__Enunciado__: Renombra "pink rose" como "white rose" en los ítems que empiezan en la línea con "to the turquoise" y siguen hasta la línea con "pixel 421 237", ambas incluidas. Devuelve solo esas líneas, sin otros cambios.

(Registros de anotación de posiciones)
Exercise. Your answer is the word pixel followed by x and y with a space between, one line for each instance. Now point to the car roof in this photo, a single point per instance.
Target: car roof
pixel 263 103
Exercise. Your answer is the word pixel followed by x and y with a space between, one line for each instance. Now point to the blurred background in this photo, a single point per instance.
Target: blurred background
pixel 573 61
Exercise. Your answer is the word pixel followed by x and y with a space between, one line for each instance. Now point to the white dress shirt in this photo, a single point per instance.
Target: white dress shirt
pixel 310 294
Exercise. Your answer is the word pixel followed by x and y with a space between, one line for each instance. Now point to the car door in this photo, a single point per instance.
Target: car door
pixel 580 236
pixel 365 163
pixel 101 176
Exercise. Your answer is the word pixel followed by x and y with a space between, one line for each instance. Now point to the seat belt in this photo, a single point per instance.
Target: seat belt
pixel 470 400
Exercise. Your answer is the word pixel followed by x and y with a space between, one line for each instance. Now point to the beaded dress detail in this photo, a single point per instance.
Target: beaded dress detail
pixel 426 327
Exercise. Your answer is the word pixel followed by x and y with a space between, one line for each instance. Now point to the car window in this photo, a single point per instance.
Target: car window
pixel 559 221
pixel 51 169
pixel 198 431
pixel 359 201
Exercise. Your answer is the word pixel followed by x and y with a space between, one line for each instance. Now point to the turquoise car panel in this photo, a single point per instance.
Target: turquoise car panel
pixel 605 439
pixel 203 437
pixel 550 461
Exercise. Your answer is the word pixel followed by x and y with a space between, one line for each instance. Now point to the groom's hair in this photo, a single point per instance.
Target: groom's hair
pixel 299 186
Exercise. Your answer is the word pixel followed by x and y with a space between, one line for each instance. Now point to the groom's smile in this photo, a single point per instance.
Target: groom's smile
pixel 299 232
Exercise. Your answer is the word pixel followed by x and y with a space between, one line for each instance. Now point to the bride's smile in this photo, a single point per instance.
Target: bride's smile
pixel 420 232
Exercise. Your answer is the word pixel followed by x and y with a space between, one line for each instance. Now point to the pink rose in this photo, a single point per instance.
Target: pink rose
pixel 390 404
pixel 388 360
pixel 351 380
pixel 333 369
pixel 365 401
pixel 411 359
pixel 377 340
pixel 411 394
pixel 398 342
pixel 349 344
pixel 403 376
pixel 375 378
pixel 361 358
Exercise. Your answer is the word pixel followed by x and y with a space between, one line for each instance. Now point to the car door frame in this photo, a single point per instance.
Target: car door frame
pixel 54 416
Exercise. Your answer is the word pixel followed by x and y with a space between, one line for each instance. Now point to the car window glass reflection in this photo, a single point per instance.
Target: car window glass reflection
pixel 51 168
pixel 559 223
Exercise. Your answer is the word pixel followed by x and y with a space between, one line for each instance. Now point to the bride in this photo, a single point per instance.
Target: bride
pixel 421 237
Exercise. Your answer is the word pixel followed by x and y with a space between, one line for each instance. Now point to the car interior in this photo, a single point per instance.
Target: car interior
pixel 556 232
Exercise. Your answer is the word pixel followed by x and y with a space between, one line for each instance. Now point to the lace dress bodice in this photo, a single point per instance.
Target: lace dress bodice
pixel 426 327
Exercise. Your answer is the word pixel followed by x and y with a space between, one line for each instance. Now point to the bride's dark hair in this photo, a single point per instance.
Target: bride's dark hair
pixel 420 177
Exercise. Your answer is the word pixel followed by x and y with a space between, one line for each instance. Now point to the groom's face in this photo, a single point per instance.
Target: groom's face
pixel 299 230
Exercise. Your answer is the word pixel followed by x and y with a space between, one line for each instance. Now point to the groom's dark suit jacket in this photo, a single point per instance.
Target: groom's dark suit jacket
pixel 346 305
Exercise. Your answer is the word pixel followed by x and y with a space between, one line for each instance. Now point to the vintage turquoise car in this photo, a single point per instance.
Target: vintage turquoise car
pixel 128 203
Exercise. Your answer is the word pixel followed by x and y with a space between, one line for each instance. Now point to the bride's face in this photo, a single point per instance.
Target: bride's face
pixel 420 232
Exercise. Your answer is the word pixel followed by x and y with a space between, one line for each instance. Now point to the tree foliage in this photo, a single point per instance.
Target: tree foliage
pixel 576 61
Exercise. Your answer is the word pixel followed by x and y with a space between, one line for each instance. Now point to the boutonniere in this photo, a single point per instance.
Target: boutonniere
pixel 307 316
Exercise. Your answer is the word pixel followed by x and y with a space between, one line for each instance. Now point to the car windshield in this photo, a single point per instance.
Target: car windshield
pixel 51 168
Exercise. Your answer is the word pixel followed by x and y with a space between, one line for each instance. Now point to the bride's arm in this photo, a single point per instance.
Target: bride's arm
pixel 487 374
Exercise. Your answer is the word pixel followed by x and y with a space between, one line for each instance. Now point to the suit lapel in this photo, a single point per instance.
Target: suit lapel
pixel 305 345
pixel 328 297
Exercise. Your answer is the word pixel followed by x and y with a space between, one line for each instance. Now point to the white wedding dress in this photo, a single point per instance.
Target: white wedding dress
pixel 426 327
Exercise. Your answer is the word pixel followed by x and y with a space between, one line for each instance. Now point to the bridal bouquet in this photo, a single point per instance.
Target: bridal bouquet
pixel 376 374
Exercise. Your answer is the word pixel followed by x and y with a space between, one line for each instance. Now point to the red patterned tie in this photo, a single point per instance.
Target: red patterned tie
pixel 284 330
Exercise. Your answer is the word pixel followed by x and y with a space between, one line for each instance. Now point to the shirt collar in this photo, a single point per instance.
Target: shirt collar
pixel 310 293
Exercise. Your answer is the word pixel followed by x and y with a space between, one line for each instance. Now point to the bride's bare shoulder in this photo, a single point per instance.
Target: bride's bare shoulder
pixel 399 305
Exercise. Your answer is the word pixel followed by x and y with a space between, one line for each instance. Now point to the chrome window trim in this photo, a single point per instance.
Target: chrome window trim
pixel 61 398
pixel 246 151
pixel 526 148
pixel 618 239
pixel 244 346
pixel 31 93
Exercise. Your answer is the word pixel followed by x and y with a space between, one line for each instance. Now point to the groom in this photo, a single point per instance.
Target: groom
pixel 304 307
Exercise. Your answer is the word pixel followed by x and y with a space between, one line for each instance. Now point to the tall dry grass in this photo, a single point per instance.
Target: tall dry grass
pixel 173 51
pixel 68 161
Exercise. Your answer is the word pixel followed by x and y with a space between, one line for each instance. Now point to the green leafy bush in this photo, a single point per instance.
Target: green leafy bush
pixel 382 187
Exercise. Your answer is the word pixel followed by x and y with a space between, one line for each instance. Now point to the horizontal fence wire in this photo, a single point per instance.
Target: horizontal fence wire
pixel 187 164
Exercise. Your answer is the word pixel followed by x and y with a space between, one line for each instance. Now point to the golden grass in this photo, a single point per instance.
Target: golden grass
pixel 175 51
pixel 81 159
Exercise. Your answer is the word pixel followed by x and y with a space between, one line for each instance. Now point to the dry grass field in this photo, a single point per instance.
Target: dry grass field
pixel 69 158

__Solución del ejercicio__:
Exercise. Your answer is the word pixel followed by x and y with a space between, one line for each instance. Now point to the turquoise car panel in this photo, a single point per instance.
Target: turquoise car panel
pixel 605 439
pixel 203 437
pixel 550 461
Exercise. Your answer is the word pixel followed by x and y with a space between, one line for each instance. Now point to the groom's hair in this photo, a single point per instance.
Target: groom's hair
pixel 299 186
Exercise. Your answer is the word pixel followed by x and y with a space between, one line for each instance. Now point to the groom's smile in this photo, a single point per instance.
Target: groom's smile
pixel 299 232
Exercise. Your answer is the word pixel followed by x and y with a space between, one line for each instance. Now point to the bride's smile in this photo, a single point per instance.
Target: bride's smile
pixel 420 232
Exercise. Your answer is the word pixel followed by x and y with a space between, one line for each instance. Now point to the white rose in this photo, a single point per instance.
Target: white rose
pixel 390 404
pixel 388 360
pixel 351 380
pixel 333 369
pixel 365 401
pixel 411 359
pixel 377 340
pixel 411 394
pixel 398 342
pixel 349 344
pixel 403 376
pixel 375 378
pixel 361 358
Exercise. Your answer is the word pixel followed by x and y with a space between, one line for each instance. Now point to the car door frame in this photo, a single point per instance.
Target: car door frame
pixel 54 416
Exercise. Your answer is the word pixel followed by x and y with a space between, one line for each instance. Now point to the car window glass reflection in this photo, a single point per instance.
Target: car window glass reflection
pixel 51 168
pixel 559 223
Exercise. Your answer is the word pixel followed by x and y with a space between, one line for each instance. Now point to the bride in this photo, a single point per instance.
Target: bride
pixel 421 237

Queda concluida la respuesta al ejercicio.